### Selected text
Whiting Petroleum Corporation Names Tim Sulser Chief Corporate Development and Strategy Officer
Whiting Petroleum Corporation (NYSE: WLL) today announced that Tim
Sulser has been named Chief Corporate Development and Strategy Officer,
effective September 4, 2018. Mr. Sulser previously served as Chief
Executive Officer of Salt Creek Oil and Gas, LLC and Director of
Investment Banking for Tudor Pickering & Holt. In his role as Chief
Corporate Development and Strategy Officer, Mr. Sulser will be
responsible for Corporate Planning, Business Development, Acquisitions
and Divestitures, and Exploration.
Whiting’s Chairman of the Board, President and Chief Executive Officer
Bradley Holly commented, “With his strong background in upstream
operations and investment banking, Tim brings an impressive skillset to
Whiting’s new corporate structure. Tim will be working with the team to
ensure that Whiting is maximizing the value of its high-quality asset
base while systematically planning for the future.”
Mr. Sulser commented, “Whiting controls a leading position in a premier
oil play and is generating strong growth and free cash flow. I look
forward to implementing a disciplined decision-making process that
allows Whiting to allocate capital so we can consistently create value
through the commodity cycle.”
About Tim Sulser
Tim Sulser founded Salt Creek Oil and Gas, LLC with Jerry Sommer and
Earl Norris in 2015 after five years as an investment banker with Tudor,
Pickering, Holt & Co (TPH), most recently heading their Denver office.
While at TPH, Tim advised upstream clients on acquisitions and
divestitures and energy capital markets. Prior to joining TPH he worked
as a reservoir engineer for reserve engineering consultant Netherland,
Sewell, and Associates in Houston, TX. He started his career with
Marathon Oil Company in Lafayette, LA. Tim holds a B.S. in Petroleum
Engineering from Montana Tech and M.S. in Operations Research from
Columbia University.

### Exercise task 1
Find every line in the rows below that contains the word "trousers" and copy each of those lines in full. Case counts.

### Data entries
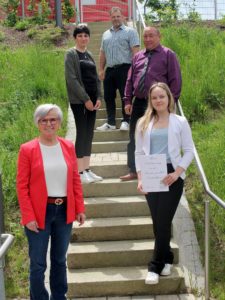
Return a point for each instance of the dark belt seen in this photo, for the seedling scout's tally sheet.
(56, 200)
(118, 66)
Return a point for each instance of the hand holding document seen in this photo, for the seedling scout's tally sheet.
(153, 170)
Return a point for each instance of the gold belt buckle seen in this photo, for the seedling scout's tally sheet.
(58, 201)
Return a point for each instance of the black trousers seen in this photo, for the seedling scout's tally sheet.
(85, 122)
(115, 78)
(139, 107)
(163, 206)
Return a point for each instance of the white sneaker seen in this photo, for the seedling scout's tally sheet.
(166, 270)
(85, 178)
(93, 176)
(124, 126)
(152, 278)
(106, 127)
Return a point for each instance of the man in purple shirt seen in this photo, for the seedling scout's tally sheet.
(159, 64)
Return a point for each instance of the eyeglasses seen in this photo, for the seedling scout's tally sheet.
(52, 121)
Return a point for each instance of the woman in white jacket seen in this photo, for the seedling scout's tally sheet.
(160, 131)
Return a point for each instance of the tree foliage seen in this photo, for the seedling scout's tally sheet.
(160, 5)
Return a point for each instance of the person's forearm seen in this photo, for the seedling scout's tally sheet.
(102, 61)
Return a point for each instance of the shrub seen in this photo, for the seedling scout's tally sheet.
(47, 35)
(22, 25)
(10, 7)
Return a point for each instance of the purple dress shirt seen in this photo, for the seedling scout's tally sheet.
(163, 67)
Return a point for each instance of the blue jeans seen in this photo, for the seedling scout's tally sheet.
(59, 231)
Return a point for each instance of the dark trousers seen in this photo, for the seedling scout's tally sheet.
(85, 122)
(115, 78)
(59, 231)
(139, 107)
(163, 206)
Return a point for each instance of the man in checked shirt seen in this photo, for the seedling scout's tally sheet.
(119, 44)
(161, 66)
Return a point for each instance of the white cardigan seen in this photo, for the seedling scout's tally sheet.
(179, 139)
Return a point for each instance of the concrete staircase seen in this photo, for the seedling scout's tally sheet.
(108, 256)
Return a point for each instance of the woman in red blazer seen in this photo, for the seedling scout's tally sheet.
(50, 198)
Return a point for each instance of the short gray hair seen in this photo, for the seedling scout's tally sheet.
(115, 9)
(43, 109)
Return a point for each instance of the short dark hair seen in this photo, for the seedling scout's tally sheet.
(81, 28)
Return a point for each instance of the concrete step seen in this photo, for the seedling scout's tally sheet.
(111, 170)
(100, 122)
(111, 187)
(113, 229)
(121, 281)
(101, 147)
(118, 101)
(108, 207)
(101, 113)
(113, 254)
(111, 135)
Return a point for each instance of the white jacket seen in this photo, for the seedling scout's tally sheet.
(179, 140)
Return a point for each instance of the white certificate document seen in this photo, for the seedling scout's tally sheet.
(153, 170)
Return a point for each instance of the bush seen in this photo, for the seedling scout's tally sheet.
(22, 25)
(47, 35)
(11, 19)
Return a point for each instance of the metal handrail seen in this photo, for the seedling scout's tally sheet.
(201, 171)
(141, 21)
(207, 215)
(7, 242)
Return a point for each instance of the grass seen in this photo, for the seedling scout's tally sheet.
(35, 74)
(210, 144)
(201, 52)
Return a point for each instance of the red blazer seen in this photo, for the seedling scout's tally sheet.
(31, 185)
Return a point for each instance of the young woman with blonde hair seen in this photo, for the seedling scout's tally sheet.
(161, 131)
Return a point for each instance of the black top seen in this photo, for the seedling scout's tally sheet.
(88, 74)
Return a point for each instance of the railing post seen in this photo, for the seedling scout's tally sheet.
(215, 10)
(58, 12)
(2, 283)
(207, 293)
(2, 226)
(77, 9)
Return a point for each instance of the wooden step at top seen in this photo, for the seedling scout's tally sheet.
(111, 135)
(112, 229)
(112, 254)
(121, 281)
(111, 187)
(102, 147)
(116, 207)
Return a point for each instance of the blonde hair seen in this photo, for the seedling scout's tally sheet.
(43, 109)
(150, 111)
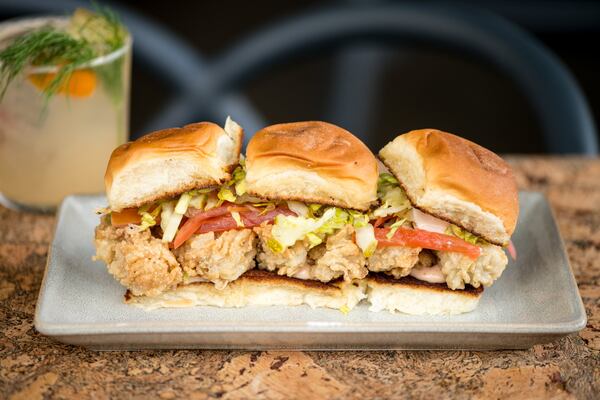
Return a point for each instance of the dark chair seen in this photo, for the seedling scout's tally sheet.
(205, 90)
(556, 98)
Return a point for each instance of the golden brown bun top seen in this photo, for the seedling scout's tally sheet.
(469, 172)
(170, 161)
(310, 152)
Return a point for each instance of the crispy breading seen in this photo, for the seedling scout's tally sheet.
(140, 262)
(218, 258)
(338, 256)
(396, 261)
(460, 269)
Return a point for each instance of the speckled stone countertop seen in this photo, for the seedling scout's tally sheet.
(35, 367)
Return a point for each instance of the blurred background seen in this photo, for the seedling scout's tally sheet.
(373, 80)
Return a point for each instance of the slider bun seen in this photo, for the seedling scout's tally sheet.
(313, 162)
(256, 288)
(456, 180)
(412, 296)
(171, 161)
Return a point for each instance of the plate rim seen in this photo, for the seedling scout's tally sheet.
(562, 328)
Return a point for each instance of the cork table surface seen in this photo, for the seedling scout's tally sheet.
(35, 367)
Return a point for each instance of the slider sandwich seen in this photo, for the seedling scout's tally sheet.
(447, 208)
(188, 220)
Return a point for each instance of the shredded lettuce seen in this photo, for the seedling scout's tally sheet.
(287, 230)
(365, 239)
(386, 178)
(225, 194)
(239, 179)
(275, 246)
(313, 240)
(464, 235)
(314, 208)
(198, 201)
(299, 208)
(392, 196)
(358, 219)
(183, 203)
(148, 218)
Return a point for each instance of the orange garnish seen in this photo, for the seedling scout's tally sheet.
(81, 83)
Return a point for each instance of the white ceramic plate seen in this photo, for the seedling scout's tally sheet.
(536, 300)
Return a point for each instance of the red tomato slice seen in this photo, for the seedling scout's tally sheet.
(512, 250)
(427, 240)
(125, 217)
(249, 218)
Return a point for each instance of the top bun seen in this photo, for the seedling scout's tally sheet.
(313, 162)
(456, 180)
(172, 161)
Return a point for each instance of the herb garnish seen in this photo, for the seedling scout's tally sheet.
(88, 35)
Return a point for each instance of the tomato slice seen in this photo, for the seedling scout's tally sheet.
(427, 240)
(249, 218)
(512, 250)
(125, 217)
(219, 219)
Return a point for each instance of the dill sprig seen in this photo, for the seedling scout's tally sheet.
(89, 35)
(45, 46)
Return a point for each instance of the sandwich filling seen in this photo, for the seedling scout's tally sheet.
(410, 242)
(202, 235)
(216, 234)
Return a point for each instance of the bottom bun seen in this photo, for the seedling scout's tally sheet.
(412, 296)
(257, 288)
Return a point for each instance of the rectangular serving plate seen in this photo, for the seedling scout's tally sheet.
(535, 301)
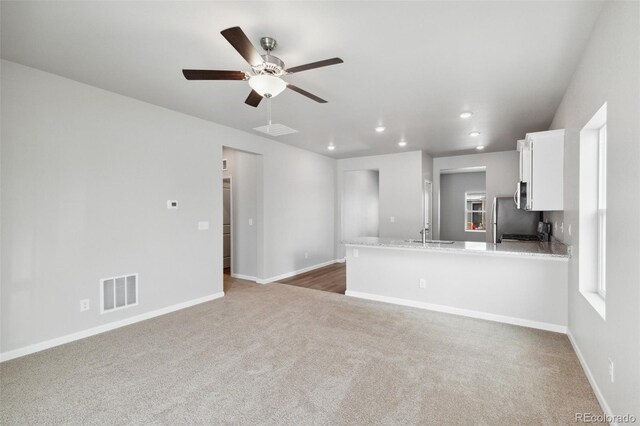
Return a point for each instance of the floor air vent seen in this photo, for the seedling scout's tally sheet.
(119, 292)
(276, 129)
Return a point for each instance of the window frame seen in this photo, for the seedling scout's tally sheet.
(468, 196)
(602, 211)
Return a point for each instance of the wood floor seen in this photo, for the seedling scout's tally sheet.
(331, 278)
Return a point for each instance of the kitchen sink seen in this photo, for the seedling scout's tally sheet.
(430, 241)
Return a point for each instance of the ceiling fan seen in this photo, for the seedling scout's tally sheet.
(266, 70)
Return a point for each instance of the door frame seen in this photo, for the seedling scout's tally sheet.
(427, 211)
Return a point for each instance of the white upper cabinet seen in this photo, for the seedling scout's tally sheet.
(542, 168)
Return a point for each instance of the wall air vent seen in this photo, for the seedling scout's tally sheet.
(276, 129)
(118, 292)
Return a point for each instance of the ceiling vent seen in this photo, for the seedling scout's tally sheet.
(276, 129)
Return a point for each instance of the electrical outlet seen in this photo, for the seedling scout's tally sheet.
(611, 370)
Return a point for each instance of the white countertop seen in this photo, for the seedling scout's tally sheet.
(524, 248)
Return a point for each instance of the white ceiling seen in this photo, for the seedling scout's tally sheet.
(411, 66)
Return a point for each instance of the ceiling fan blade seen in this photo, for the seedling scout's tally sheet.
(241, 43)
(312, 65)
(305, 93)
(214, 75)
(253, 99)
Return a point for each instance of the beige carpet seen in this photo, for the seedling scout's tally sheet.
(278, 354)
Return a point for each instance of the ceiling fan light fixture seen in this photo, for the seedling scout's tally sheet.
(267, 86)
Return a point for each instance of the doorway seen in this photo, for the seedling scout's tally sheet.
(242, 216)
(426, 214)
(360, 204)
(226, 225)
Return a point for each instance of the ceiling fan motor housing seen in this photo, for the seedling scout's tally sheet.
(271, 65)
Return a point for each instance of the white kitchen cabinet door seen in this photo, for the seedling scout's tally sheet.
(546, 180)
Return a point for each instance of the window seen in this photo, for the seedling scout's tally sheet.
(475, 211)
(592, 212)
(602, 210)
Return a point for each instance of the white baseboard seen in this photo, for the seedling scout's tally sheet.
(294, 273)
(244, 277)
(592, 381)
(26, 350)
(462, 312)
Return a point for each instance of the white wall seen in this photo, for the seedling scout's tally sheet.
(502, 174)
(400, 193)
(609, 72)
(453, 187)
(360, 203)
(85, 178)
(246, 191)
(479, 285)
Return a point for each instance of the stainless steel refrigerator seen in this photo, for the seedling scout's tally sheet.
(516, 224)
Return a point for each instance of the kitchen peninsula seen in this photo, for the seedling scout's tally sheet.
(524, 283)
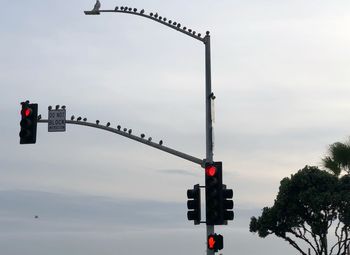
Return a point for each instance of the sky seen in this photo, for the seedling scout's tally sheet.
(280, 74)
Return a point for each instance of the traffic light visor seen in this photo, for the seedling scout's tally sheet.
(26, 112)
(210, 171)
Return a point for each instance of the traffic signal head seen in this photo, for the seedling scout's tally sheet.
(29, 119)
(215, 242)
(194, 204)
(227, 195)
(213, 193)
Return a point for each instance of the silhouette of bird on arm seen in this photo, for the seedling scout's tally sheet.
(97, 6)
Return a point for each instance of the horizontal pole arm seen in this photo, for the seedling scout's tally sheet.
(136, 138)
(175, 26)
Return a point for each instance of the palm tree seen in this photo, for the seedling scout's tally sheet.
(338, 159)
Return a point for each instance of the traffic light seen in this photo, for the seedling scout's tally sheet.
(194, 204)
(215, 242)
(213, 193)
(227, 195)
(29, 119)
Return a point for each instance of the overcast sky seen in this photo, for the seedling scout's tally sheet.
(280, 73)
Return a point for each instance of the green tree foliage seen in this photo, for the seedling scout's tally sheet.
(307, 205)
(338, 159)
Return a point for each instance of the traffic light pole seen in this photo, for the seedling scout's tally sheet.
(209, 96)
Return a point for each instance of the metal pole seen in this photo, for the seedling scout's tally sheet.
(208, 119)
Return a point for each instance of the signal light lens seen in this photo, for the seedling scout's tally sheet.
(211, 242)
(211, 171)
(26, 112)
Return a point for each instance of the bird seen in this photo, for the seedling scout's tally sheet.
(97, 6)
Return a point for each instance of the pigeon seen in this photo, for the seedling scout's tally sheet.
(97, 6)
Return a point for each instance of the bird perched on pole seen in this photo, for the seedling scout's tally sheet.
(97, 6)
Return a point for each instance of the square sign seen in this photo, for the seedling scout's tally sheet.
(57, 120)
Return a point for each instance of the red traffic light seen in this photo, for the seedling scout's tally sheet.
(215, 242)
(210, 171)
(26, 112)
(211, 242)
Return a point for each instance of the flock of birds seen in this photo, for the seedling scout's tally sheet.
(152, 15)
(108, 124)
(129, 131)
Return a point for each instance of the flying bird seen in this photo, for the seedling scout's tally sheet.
(97, 6)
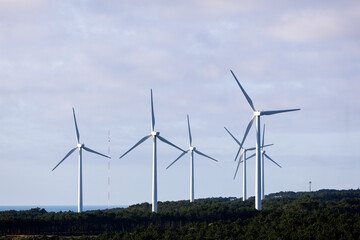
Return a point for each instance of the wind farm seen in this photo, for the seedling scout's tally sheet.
(155, 135)
(80, 147)
(119, 66)
(191, 149)
(256, 118)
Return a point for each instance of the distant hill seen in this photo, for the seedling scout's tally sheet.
(325, 214)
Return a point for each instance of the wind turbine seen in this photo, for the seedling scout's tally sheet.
(256, 117)
(191, 149)
(263, 155)
(79, 146)
(155, 135)
(243, 158)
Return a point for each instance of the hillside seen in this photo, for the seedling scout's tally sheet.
(325, 214)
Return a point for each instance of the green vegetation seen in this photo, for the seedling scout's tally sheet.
(326, 214)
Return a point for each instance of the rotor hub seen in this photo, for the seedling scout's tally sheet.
(153, 133)
(257, 113)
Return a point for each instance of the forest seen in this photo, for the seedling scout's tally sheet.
(324, 214)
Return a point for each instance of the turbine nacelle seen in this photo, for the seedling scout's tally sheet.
(154, 133)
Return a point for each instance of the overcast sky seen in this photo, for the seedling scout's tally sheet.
(103, 57)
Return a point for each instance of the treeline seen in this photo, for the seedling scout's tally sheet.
(326, 214)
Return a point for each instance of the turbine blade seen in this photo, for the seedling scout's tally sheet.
(232, 136)
(69, 153)
(237, 168)
(268, 145)
(262, 145)
(237, 154)
(247, 131)
(177, 158)
(167, 142)
(152, 113)
(251, 149)
(137, 144)
(277, 111)
(245, 94)
(92, 151)
(190, 139)
(77, 130)
(200, 153)
(272, 160)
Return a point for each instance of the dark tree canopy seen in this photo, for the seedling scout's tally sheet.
(325, 214)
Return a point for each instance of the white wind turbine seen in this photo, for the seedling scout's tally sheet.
(263, 154)
(243, 159)
(191, 149)
(256, 117)
(155, 135)
(80, 147)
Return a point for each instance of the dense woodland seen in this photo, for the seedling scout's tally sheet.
(325, 214)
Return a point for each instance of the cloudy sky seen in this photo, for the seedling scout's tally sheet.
(103, 57)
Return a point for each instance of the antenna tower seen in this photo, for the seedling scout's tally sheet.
(109, 139)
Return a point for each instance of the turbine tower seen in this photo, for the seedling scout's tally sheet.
(155, 135)
(263, 155)
(243, 159)
(191, 149)
(80, 147)
(256, 118)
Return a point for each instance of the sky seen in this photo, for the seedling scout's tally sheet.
(103, 57)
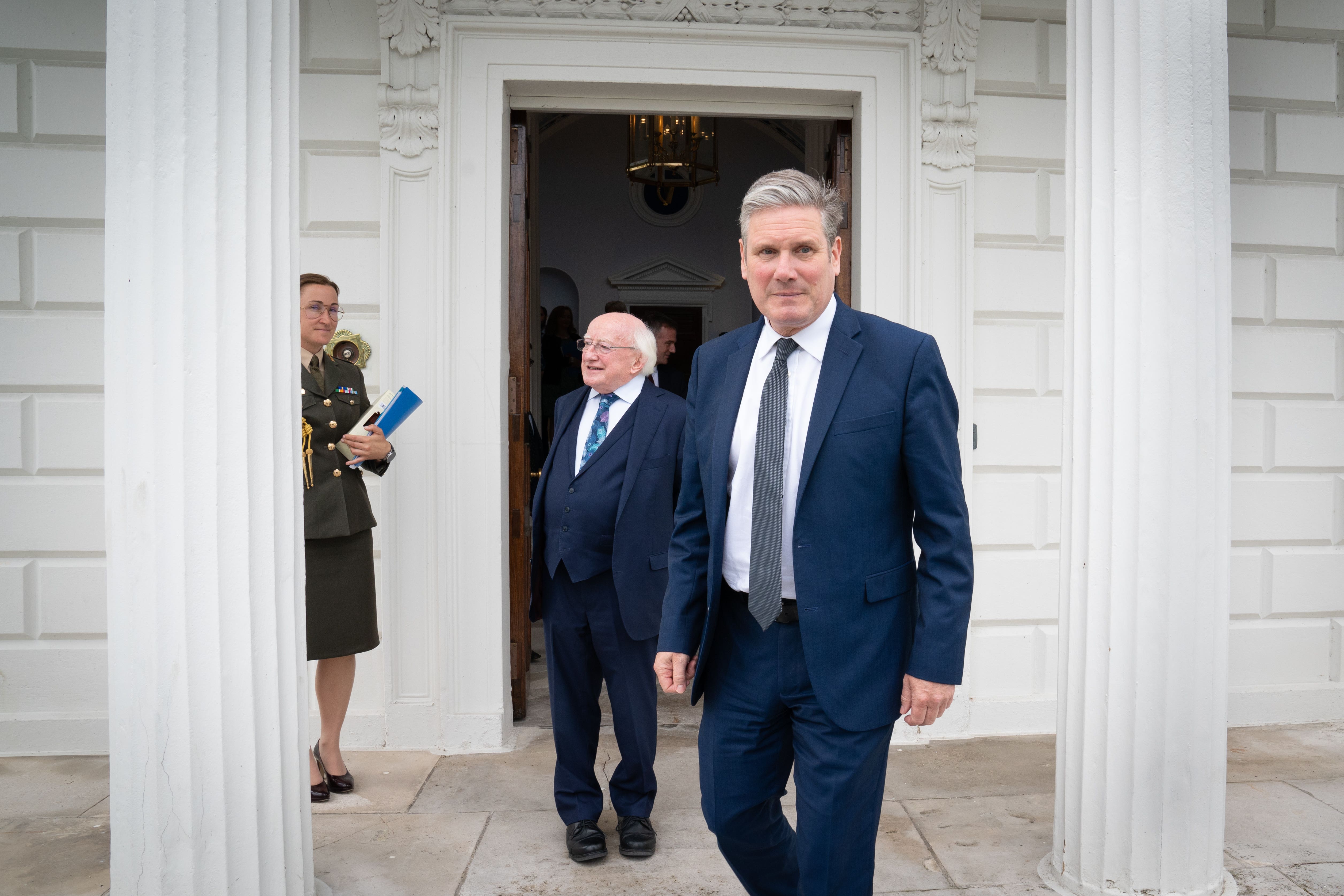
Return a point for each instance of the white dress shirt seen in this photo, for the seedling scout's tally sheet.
(626, 397)
(804, 371)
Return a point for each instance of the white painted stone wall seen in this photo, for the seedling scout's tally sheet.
(53, 594)
(1288, 363)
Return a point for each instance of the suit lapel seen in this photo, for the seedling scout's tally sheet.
(648, 412)
(842, 355)
(562, 422)
(730, 400)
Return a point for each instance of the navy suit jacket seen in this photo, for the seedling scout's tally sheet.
(644, 512)
(881, 464)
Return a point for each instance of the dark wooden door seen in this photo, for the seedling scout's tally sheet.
(519, 385)
(842, 175)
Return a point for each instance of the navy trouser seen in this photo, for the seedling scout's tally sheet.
(587, 643)
(761, 718)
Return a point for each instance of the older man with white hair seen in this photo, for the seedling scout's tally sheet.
(819, 441)
(601, 523)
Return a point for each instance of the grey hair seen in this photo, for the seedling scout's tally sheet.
(792, 187)
(648, 347)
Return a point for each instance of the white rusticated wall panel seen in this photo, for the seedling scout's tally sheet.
(52, 349)
(339, 189)
(1309, 144)
(338, 108)
(1308, 434)
(1023, 127)
(1018, 432)
(53, 602)
(1285, 216)
(1279, 652)
(339, 34)
(52, 514)
(9, 99)
(52, 182)
(350, 261)
(72, 598)
(1285, 507)
(1017, 281)
(1249, 280)
(1285, 361)
(68, 100)
(1248, 136)
(68, 265)
(1307, 581)
(1311, 289)
(68, 433)
(1281, 69)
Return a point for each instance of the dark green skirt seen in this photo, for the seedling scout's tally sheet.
(342, 605)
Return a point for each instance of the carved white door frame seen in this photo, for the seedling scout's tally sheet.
(445, 262)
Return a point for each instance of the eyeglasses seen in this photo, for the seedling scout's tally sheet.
(601, 349)
(318, 309)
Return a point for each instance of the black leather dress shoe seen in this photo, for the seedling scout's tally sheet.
(638, 837)
(338, 784)
(585, 841)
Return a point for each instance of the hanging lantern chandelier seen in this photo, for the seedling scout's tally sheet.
(667, 152)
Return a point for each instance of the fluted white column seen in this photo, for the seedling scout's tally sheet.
(205, 573)
(1143, 700)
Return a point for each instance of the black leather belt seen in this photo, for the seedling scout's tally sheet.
(788, 616)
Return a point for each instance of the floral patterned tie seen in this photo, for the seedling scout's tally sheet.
(600, 424)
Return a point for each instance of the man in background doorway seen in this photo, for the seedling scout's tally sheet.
(666, 377)
(601, 523)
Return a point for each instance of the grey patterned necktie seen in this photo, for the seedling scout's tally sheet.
(765, 588)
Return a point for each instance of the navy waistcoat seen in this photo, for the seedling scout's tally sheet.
(581, 510)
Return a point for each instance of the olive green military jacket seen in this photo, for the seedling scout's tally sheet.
(336, 504)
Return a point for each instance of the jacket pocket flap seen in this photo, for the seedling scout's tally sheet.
(866, 424)
(893, 584)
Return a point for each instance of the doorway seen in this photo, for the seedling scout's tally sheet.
(584, 234)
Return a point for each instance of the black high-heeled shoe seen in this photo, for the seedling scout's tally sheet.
(338, 784)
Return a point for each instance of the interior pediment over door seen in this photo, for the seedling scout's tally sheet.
(664, 275)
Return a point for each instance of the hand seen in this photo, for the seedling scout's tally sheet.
(924, 700)
(367, 448)
(674, 671)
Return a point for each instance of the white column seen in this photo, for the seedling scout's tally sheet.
(205, 565)
(1143, 702)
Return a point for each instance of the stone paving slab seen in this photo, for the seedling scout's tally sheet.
(980, 768)
(54, 857)
(987, 840)
(397, 853)
(1272, 823)
(523, 852)
(385, 782)
(1284, 753)
(52, 785)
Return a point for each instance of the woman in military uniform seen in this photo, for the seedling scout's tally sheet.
(338, 524)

### Exercise task 2
Answer these questions using the press release:
(a) On what date did Tim Sulser's appointment take effect?
(b) In what year did he found Salt Creek Oil and Gas, LLC?
(c) With which company did he start his career?

### Expected answer 1
Return a point for each instance of the black trousers seen in this photo, for the seedling scout's tally sheet.
Return a point for each instance of the dark trousers seen in this photo, for the seedling scout's tally sheet.

### Expected answer 2
(a) September 4, 2018
(b) 2015
(c) Marathon Oil Company, in Lafayette, LA